> [Your objective]
Transcribe the passage from the reflection on people as planets, beginning at the words "Connections are on" and stopping after "orbits, like planets.".

> [Selected extract]
Connections are on my mind today, as I guess they are every other day as well, but today I’m reminded of the planets spinning, and how we are pulled into each other’s orbits, like planets.

I’ve got a theory that people are like planets –  some draw to each other gently, to slowly revolve around each other, in steady patterns, to remain in each other’s orbits, slowly rolling along.  These are our long term relationships – parents, siblings, life long friends.  Not that these relationships or “rotations” can’t be rocky – some are smooth, some are riddled with meteor showers and debris.

Then there’s other planets that gravitate towards each other with a vengeance, spin wildly together for just a minute, then as if suddenly repelled as quickly as they were linked divide and spin back out into the universe.  Those are the most fun, but can create the most havoc.  Here today, gone in a flash…  Why is that?

Doing what I do, I encounter a lot of the latter.  People come into my energy, pulled in or thrown in, not sure which or by what, but that seems to be the case a lot of the time.  I’ve learned I can’t control it, and know not to even try.  It can be depressing sometimes, to be on the ride from one day to the next, not sure if it’s the teacups (which I dually note while typing can spin quite out of control) or a rollercoaster with twists and drops.  Or to be just getting into it, settling in, enjoying the view and the bottom drops out.   Sometimes I long for a simple pony ride..but when I get it I immediately ask, “where’s the bucking bronco?”

[Extracted records]
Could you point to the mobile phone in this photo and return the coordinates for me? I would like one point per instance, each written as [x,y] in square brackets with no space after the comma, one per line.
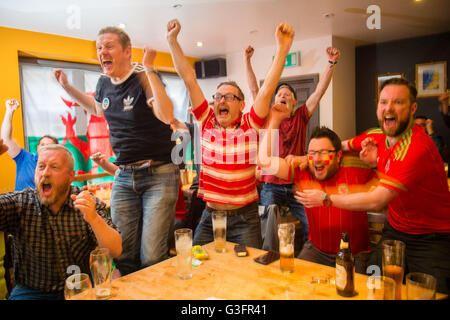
[268,257]
[240,250]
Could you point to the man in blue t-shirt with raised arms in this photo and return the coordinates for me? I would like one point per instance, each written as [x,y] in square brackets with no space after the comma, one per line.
[138,110]
[25,160]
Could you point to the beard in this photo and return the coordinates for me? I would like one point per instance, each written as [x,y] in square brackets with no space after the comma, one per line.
[58,191]
[331,170]
[401,126]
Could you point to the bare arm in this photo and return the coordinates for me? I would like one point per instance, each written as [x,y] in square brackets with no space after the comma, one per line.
[13,148]
[314,99]
[184,69]
[83,99]
[251,78]
[106,236]
[284,35]
[99,159]
[162,104]
[376,200]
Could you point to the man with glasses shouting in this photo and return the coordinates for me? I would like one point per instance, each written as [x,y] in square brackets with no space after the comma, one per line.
[229,142]
[328,170]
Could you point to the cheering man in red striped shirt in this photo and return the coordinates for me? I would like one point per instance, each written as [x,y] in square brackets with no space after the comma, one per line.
[229,141]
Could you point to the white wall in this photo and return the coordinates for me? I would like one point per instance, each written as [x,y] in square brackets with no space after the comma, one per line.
[337,107]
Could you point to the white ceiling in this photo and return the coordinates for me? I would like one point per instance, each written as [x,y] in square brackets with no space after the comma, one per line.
[226,26]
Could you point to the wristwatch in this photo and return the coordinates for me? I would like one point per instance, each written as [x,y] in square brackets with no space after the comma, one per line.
[327,200]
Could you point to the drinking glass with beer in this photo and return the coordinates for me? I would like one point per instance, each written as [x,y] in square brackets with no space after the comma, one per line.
[183,245]
[78,287]
[219,219]
[286,235]
[393,259]
[100,263]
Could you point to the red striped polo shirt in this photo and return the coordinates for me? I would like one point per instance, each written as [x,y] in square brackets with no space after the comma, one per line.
[227,174]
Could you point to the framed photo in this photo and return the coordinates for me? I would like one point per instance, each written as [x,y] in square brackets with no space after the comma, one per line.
[431,78]
[383,77]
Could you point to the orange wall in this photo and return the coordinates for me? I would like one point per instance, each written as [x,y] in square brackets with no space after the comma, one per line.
[17,43]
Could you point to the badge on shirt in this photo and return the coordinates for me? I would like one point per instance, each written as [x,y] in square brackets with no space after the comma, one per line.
[388,164]
[127,103]
[343,189]
[105,103]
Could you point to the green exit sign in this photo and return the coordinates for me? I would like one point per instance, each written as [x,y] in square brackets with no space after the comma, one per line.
[292,59]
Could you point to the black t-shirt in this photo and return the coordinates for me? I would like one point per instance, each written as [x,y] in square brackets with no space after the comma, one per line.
[134,131]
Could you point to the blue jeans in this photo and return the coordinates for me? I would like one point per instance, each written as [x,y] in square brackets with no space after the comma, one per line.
[143,207]
[283,195]
[25,293]
[242,228]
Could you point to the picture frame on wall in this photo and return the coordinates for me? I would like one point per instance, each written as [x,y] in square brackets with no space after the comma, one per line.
[380,78]
[431,78]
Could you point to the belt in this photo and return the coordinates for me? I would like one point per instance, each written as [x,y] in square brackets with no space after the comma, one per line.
[142,164]
[234,212]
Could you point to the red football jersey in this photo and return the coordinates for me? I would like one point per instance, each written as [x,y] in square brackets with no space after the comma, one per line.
[414,169]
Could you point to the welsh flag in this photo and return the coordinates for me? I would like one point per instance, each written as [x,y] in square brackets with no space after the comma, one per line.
[48,109]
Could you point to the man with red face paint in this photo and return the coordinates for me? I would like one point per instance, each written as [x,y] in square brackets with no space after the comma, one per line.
[413,185]
[329,171]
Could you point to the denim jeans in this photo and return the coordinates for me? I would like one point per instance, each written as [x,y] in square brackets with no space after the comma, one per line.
[143,207]
[242,228]
[283,195]
[25,293]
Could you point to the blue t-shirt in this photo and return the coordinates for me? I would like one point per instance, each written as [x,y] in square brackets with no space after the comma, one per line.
[25,167]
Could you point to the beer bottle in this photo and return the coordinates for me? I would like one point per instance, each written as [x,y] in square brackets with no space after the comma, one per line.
[345,270]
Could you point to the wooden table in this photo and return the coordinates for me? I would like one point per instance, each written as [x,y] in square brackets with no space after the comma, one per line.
[226,276]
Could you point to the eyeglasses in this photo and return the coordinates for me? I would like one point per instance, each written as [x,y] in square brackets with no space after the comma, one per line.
[228,97]
[322,153]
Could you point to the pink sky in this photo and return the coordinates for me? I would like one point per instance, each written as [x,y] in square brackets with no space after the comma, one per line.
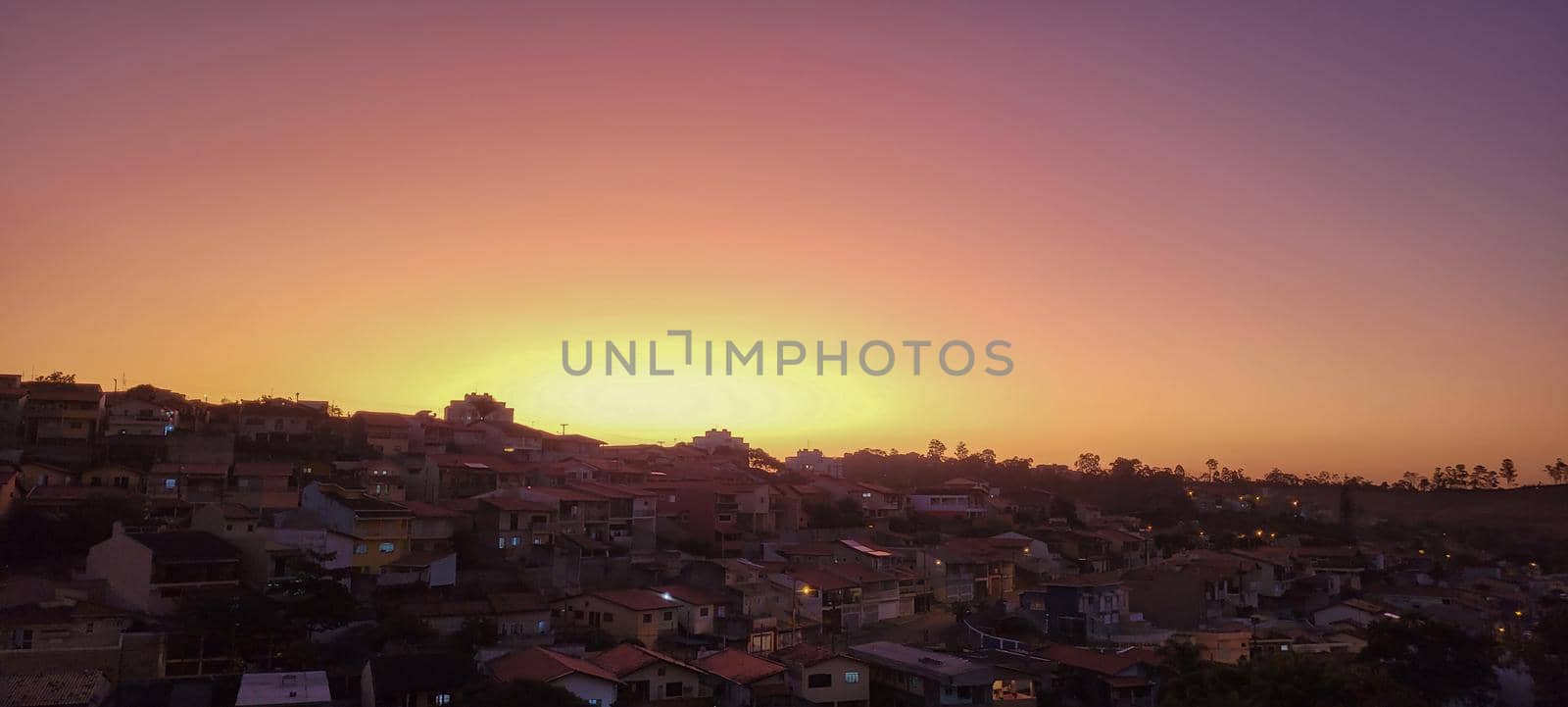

> [Reply to the exercise]
Connections are on my mind today, as I guess they are every other day as well, but today I’m reminded of the planets spinning, and how we are pulled into each other’s orbits, like planets.